PROBLEM:
Each line below should be restated word for word.

RECORDS SUPPLIED:
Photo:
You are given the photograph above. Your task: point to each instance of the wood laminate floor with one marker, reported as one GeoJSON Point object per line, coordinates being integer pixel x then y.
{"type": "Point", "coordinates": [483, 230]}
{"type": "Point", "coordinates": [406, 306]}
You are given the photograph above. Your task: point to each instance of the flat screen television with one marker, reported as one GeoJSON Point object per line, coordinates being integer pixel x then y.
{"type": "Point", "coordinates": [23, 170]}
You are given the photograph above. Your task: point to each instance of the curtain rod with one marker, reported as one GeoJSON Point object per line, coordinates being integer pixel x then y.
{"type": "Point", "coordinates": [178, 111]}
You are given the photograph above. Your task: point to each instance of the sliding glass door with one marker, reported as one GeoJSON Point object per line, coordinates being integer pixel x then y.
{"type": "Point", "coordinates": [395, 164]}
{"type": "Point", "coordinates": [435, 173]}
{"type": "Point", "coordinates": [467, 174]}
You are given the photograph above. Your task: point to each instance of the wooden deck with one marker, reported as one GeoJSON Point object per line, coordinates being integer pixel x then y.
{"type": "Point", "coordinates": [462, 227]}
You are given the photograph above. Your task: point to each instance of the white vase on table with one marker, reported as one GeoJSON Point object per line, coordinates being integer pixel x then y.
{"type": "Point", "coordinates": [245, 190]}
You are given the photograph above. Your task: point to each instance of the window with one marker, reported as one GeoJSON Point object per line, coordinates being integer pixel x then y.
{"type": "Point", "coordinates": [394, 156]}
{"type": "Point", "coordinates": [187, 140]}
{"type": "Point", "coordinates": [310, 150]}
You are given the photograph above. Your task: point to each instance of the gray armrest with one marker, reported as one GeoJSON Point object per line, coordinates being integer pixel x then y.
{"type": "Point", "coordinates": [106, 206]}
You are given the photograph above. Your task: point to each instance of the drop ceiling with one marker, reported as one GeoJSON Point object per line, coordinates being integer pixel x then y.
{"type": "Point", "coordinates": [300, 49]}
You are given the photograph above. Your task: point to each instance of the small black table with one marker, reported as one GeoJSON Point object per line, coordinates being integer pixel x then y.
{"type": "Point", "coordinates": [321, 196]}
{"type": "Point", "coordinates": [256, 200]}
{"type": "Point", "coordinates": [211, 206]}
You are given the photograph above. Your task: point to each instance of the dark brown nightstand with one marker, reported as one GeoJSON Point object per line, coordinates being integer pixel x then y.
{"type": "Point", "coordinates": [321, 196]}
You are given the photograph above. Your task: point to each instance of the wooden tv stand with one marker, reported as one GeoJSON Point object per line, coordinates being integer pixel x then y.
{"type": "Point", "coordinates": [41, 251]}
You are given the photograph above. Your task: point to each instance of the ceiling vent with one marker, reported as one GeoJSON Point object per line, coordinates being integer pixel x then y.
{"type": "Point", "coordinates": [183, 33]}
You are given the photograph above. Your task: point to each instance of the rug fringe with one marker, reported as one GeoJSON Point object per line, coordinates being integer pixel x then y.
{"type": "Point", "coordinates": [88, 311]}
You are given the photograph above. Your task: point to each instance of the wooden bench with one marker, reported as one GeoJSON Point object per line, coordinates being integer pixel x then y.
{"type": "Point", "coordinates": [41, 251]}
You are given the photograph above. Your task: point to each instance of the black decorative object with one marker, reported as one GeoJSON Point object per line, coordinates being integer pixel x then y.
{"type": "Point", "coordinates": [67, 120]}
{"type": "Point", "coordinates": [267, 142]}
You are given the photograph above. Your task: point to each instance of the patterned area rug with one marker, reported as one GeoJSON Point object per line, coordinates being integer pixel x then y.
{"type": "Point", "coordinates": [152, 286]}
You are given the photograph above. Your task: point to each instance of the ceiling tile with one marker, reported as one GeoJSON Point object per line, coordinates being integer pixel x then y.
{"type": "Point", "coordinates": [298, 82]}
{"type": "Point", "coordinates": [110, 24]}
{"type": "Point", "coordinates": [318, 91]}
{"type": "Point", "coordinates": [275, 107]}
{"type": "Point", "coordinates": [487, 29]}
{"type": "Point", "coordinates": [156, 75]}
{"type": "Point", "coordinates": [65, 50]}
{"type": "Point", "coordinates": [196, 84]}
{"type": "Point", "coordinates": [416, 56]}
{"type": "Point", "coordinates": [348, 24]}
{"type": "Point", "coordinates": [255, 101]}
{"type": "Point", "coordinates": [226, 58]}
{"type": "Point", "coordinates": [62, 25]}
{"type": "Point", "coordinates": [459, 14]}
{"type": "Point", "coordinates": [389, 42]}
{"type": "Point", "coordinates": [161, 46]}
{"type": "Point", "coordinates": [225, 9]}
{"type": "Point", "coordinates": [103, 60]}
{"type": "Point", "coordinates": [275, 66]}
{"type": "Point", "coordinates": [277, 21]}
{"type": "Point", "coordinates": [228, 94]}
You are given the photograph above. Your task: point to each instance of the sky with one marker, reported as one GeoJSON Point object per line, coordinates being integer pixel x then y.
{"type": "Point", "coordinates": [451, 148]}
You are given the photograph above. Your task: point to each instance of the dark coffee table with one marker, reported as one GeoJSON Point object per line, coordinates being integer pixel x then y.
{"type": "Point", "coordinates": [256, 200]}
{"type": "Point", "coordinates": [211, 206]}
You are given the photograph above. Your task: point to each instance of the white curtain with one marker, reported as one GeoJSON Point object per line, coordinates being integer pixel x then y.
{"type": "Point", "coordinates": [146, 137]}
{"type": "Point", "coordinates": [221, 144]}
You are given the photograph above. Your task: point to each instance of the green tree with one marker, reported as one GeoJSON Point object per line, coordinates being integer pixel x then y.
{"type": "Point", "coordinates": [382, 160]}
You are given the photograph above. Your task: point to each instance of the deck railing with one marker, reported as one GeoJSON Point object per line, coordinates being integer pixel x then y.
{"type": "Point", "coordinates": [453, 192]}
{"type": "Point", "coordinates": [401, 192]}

SOLVED EXERCISE:
Photo:
You are given the photograph above. Your task: point to each instance of the wood laminate floor with one marker, reported as one GeoJSON Point object per line, coordinates being integer pixel x then y.
{"type": "Point", "coordinates": [483, 230]}
{"type": "Point", "coordinates": [406, 306]}
You are given the photograph above. Your task: point to each instance of the flat screen television with one marker, reported as one GeoJSON Point object per line, coordinates being integer pixel x then y.
{"type": "Point", "coordinates": [23, 170]}
You are given the photograph above. Your task: point to each instance of the curtain rod with one marker, reported as one GeoJSON Point object per line, coordinates being integer pixel x then y.
{"type": "Point", "coordinates": [178, 111]}
You are given the photograph above. Your task: point to each instance of the sliding glass door with one marker, reported as one GeoJSON Point object per line, coordinates being integer pixel x then y.
{"type": "Point", "coordinates": [395, 164]}
{"type": "Point", "coordinates": [435, 173]}
{"type": "Point", "coordinates": [467, 174]}
You are given the photograph above. Your task: point to each instance of the wooden deck with one marker, reported as one GeoJSON Point object per line, coordinates being integer pixel x then y.
{"type": "Point", "coordinates": [462, 227]}
You are given the photograph above. Your task: point to each instance of the white vase on table with one marker, reported as one GeoJSON Point object per line, coordinates being integer pixel x then y.
{"type": "Point", "coordinates": [245, 190]}
You are given the photograph above. Your task: point to each instance of the window with one marker, reported as one GeoJSON Point object per line, coordinates being integer pixel x then y.
{"type": "Point", "coordinates": [394, 156]}
{"type": "Point", "coordinates": [187, 140]}
{"type": "Point", "coordinates": [310, 150]}
You are given the photograph above. Your task: point to each instance of the gray armrest with one marker, reported as one GeoJSON Point object per line, coordinates being integer pixel x then y.
{"type": "Point", "coordinates": [106, 206]}
You are given the photograph above. Your task: point to each instance of the drop ceiling with one marker, reported as one GeoJSON Point object per line, coordinates being integer pixel x then y.
{"type": "Point", "coordinates": [300, 49]}
You are given the photograph above. Your task: point to each instance of the small black table with one marker, reported as one GeoJSON Point object per line, coordinates being integer pixel x then y.
{"type": "Point", "coordinates": [321, 196]}
{"type": "Point", "coordinates": [256, 200]}
{"type": "Point", "coordinates": [211, 206]}
You are given the photograph above. Your task: point to each instance of the dark brown nightstand with one marker, reported as one GeoJSON Point object per line, coordinates being integer pixel x then y.
{"type": "Point", "coordinates": [321, 196]}
You are given the photograph above. Your task: point to each instance of the wooden tv stand with one marker, reported as one GeoJSON Point object per line, coordinates being integer pixel x then y.
{"type": "Point", "coordinates": [41, 251]}
You are given the photograph above. Your task: point to each instance of the ceiling vent with one marker, reported as one GeoJSON Point object per line, coordinates being integer pixel x then y.
{"type": "Point", "coordinates": [183, 33]}
You are given the photograph above. Your task: point to each instance of the rug fringe with one marker, reported as one GeoJSON Point object per line, coordinates being integer pixel x then y.
{"type": "Point", "coordinates": [88, 311]}
You are given the photograph above. Your task: point to each instance of the wooden bench with one marker, reported as one GeoJSON Point object per line, coordinates being integer pixel x then y.
{"type": "Point", "coordinates": [41, 251]}
You are given the photograph above. Your task: point to each instance of the black decorative object with one marker, reported as one GeoJSON Point object per line, coordinates being integer pixel x then y.
{"type": "Point", "coordinates": [67, 120]}
{"type": "Point", "coordinates": [267, 142]}
You are given the photograph above. Your task: point to each instance of the patterned area rug with one marker, reported as one GeoJSON Point object per line, coordinates being integer pixel x then y.
{"type": "Point", "coordinates": [152, 286]}
You are given the photograph above. Your task: point to each instance of the ceiling tile with one marker, reported as one GeoJSON Point object per line, coordinates being integer pixel x then y.
{"type": "Point", "coordinates": [298, 82]}
{"type": "Point", "coordinates": [110, 24]}
{"type": "Point", "coordinates": [318, 91]}
{"type": "Point", "coordinates": [275, 107]}
{"type": "Point", "coordinates": [487, 29]}
{"type": "Point", "coordinates": [156, 75]}
{"type": "Point", "coordinates": [65, 50]}
{"type": "Point", "coordinates": [196, 84]}
{"type": "Point", "coordinates": [416, 56]}
{"type": "Point", "coordinates": [348, 24]}
{"type": "Point", "coordinates": [255, 101]}
{"type": "Point", "coordinates": [226, 58]}
{"type": "Point", "coordinates": [62, 25]}
{"type": "Point", "coordinates": [459, 14]}
{"type": "Point", "coordinates": [389, 42]}
{"type": "Point", "coordinates": [161, 46]}
{"type": "Point", "coordinates": [225, 9]}
{"type": "Point", "coordinates": [103, 60]}
{"type": "Point", "coordinates": [275, 66]}
{"type": "Point", "coordinates": [277, 21]}
{"type": "Point", "coordinates": [228, 94]}
You are given the photograph above. Your task: point to each instance of the sky with one marker, reported as one GeoJSON Point object per line, coordinates being integer pixel x then y.
{"type": "Point", "coordinates": [451, 148]}
You are given the photograph above. Your task: point to each instance of the dark coffee table with one marker, reported as one GeoJSON Point object per line, coordinates being integer pixel x then y.
{"type": "Point", "coordinates": [256, 200]}
{"type": "Point", "coordinates": [211, 206]}
You are given the photograph above. Your task: point to each instance of the white curtain with one marker, reported as one GeoJSON Point object per line, coordinates being integer pixel x then y.
{"type": "Point", "coordinates": [146, 137]}
{"type": "Point", "coordinates": [221, 144]}
You are given the photograph above. Your task: point to each instance of the green tree with one marker, reported as one GeoJSON Point object per line, coordinates being integer pixel x then y.
{"type": "Point", "coordinates": [382, 160]}
You are given the photograph above. Your task: point to each instance of the deck railing with one marker, reported as one GeoJSON Point object per line, coordinates being integer pixel x then y.
{"type": "Point", "coordinates": [453, 192]}
{"type": "Point", "coordinates": [401, 192]}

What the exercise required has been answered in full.